# [YOUR GOAL]
In the response, the entries must appear exactly as supplied.

══ DATA ══

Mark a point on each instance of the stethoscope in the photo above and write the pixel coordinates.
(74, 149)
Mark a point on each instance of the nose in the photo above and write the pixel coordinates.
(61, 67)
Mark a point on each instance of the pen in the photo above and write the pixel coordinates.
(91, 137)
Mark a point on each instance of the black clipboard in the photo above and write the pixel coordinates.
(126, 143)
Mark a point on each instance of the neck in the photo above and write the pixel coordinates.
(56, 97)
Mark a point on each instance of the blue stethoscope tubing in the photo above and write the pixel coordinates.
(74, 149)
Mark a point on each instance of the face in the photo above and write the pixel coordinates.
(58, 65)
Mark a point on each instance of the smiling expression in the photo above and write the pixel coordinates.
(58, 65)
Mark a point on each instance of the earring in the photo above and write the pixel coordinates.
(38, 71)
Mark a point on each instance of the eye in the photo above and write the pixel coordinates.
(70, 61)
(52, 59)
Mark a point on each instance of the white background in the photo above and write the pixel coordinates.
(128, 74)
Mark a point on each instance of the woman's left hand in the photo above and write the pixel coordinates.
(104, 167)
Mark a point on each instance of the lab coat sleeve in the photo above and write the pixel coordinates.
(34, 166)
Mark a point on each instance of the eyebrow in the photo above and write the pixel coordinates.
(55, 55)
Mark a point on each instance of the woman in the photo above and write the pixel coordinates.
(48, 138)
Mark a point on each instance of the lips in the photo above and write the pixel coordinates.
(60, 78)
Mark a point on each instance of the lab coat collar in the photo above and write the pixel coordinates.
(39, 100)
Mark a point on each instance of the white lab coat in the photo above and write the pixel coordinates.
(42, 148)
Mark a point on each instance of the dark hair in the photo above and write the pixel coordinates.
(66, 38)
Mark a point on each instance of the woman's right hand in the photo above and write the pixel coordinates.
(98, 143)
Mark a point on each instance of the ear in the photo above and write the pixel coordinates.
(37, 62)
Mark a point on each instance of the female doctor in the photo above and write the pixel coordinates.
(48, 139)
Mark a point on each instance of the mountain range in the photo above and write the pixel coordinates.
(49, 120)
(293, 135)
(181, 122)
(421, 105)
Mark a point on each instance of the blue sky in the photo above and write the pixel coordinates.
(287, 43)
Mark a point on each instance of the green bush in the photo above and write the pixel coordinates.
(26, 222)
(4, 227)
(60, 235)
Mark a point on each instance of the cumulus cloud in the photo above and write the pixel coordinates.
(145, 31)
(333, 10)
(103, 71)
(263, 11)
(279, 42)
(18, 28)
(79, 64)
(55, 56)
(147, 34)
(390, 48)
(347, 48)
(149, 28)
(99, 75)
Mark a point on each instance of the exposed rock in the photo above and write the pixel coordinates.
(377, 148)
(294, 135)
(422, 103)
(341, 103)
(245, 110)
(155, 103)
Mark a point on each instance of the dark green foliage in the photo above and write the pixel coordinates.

═══

# [RESPONSE TO THIS EXERCISE]
Mark a point on each instance of the stethoscope in the photo above and write the pixel coordinates.
(74, 149)
Mark a point on each instance of the nose in the photo above and write the pixel coordinates.
(61, 67)
Mark a point on each instance of the pen in the photo above and write the pixel coordinates.
(91, 137)
Mark a point on each instance of the black clipboard in the photo above and write the pixel coordinates.
(126, 143)
Mark a point on each instance of the neck in the photo above and write the pixel coordinates.
(56, 97)
Mark a point on each instance of the blue stethoscope tubing in the photo above and write the pixel coordinates.
(74, 149)
Mark a point on each instance of the face in the photo above and write the pixel coordinates.
(58, 65)
Mark a point on each instance of the smiling expression in the photo above and write the pixel coordinates.
(58, 65)
Mark a point on each instance of the earring in the photo above and write the pixel coordinates.
(38, 71)
Mark a point on each instance of the eye in the photo above and write the pixel coordinates.
(70, 61)
(52, 59)
Mark a point on each instance of the white background in the photo above and write the pixel coordinates.
(128, 74)
Mark a point on each instance of the woman's left hand in the photo above and write the pixel coordinates.
(104, 167)
Mark a point on each instance of the lab coat sleeve in the photo above and write the pixel coordinates.
(34, 166)
Mark a point on each instance of the eyebrow in the photo above and write the pixel coordinates.
(55, 55)
Mark a point on each instance of the woman in the photo above and write the pixel coordinates.
(48, 138)
Mark a point on each instance of the lips in the photo above and write the pixel coordinates.
(60, 78)
Mark a point on each instance of the lab coat collar in the photo above and write the pixel coordinates.
(39, 100)
Mark a point on each instance of the white lab coat in the photo above and write the pixel coordinates.
(42, 148)
Mark a point on each instance of the dark hair in the photo above and write the pixel coordinates.
(66, 38)
Mark a point on each instance of the woman's right hand in the photo above and write the pixel coordinates.
(98, 143)
Mark a point on each instance of the ear in the photo above and write the pixel coordinates.
(37, 62)
Mark a point on each instance of the female doctor in the photo above and write the pixel coordinates.
(48, 139)
Mark a point on each instance of the mountain range in the photo above and write the pixel coordinates.
(49, 120)
(293, 135)
(181, 122)
(421, 105)
Mark a point on each instance of the blue sky in the photo above and write the pixel coordinates.
(287, 43)
Mark a point on each instance of the green bush in the photo above and write the pixel coordinates.
(26, 222)
(4, 227)
(60, 235)
Mark a point on each instance of the cumulus cloud in the photo above and write the pixel coordinates.
(145, 31)
(333, 10)
(103, 71)
(263, 11)
(279, 42)
(18, 28)
(79, 64)
(55, 56)
(147, 34)
(390, 48)
(347, 48)
(149, 28)
(99, 75)
Mark a point on each instance of the exposed rock in the photo above and write the pixel coordinates.
(377, 148)
(294, 135)
(422, 103)
(341, 103)
(245, 110)
(155, 103)
Mark a point on each instance of the dark green foliage in the photo above and write the pixel coordinates.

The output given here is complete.